Work to be completed
Rewrite the material below, changing every "place a point on" to "put a dot on" and leaving everything else as it is.

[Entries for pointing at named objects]

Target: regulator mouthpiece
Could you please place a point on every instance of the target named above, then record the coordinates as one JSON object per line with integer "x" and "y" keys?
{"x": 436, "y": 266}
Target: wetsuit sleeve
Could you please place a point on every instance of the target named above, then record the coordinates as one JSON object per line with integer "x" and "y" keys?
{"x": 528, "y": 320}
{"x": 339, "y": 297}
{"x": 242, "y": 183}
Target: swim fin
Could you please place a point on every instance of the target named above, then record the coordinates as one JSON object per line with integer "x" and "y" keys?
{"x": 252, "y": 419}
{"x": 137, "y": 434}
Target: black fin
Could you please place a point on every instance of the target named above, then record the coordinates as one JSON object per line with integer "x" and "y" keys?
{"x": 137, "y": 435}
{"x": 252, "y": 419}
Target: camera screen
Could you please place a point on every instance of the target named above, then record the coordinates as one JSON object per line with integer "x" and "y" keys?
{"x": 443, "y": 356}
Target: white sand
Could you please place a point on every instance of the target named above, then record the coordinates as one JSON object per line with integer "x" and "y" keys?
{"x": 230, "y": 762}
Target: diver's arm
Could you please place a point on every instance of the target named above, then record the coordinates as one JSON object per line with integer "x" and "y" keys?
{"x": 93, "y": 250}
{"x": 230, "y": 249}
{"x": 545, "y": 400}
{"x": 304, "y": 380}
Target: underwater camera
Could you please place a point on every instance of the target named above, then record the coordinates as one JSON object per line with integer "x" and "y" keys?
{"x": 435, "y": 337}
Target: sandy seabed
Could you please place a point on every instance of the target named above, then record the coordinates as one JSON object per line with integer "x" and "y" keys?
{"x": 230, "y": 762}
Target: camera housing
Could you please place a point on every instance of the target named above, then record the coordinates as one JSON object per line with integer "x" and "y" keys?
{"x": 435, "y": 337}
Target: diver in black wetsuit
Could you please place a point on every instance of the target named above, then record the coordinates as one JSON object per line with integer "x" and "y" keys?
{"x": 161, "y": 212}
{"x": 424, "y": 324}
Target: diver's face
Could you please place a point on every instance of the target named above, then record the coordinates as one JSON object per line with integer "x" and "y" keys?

Response
Target: regulator mouthpiece
Could you please put a dot on every instance of the target named above, then record the coordinates as one JSON object per line with integer "x" and "y" keys?
{"x": 436, "y": 266}
Target: wetsuit sleeve
Could you please put a dot on every instance of the target named above, then record the coordinates as one JSON object per line with integer "x" and "y" keys?
{"x": 528, "y": 320}
{"x": 339, "y": 297}
{"x": 242, "y": 183}
Target: swim fin
Could you please put a dot on every instance of the target named above, then record the coordinates as one JSON object per line with integer "x" and "y" keys?
{"x": 252, "y": 419}
{"x": 137, "y": 434}
Target: black fin
Could you please put a dot on every instance of the target named above, then record the coordinates as one JSON object per line with integer "x" and "y" keys?
{"x": 137, "y": 435}
{"x": 252, "y": 419}
Target: camera screen
Could you please put a dot on every instance of the target named above, then record the coordinates as one JSON object per line with integer "x" and "y" keys?
{"x": 443, "y": 356}
Target: white sand
Could you please put a dot on every instance of the target named above, then record the coordinates as one JSON object per line with integer "x" and "y" keys?
{"x": 230, "y": 762}
Target: diver's arm
Could you please put a dot on every instance of the target named above, then record the coordinates as one JSON object per line with integer "x" and "y" keys?
{"x": 93, "y": 250}
{"x": 230, "y": 249}
{"x": 545, "y": 400}
{"x": 304, "y": 380}
Target: underwater camera
Could you please put a dot on every instance of the target named above, then record the coordinates as one JSON object per line with integer "x" and "y" keys?
{"x": 435, "y": 337}
Target: sandy seabed
Could you please put a dot on every instance of the target named above, then record the coordinates as one JSON object per line with integer "x" and "y" keys?
{"x": 230, "y": 762}
Target: camera housing
Could you please put a dot on every instance of the target named above, then record the coordinates as one JSON object per line with integer "x" and "y" keys?
{"x": 435, "y": 337}
Target: diver in black wetsuit
Could you please put a dot on every instance of the target named above, then record the coordinates as one JSON object per line with integer "x" and "y" keys?
{"x": 161, "y": 212}
{"x": 424, "y": 324}
Target: diver's face
Could you please put a dot on every instance of the target named above, then record the coordinates as one JSON object per line with integer "x" and "y" keys?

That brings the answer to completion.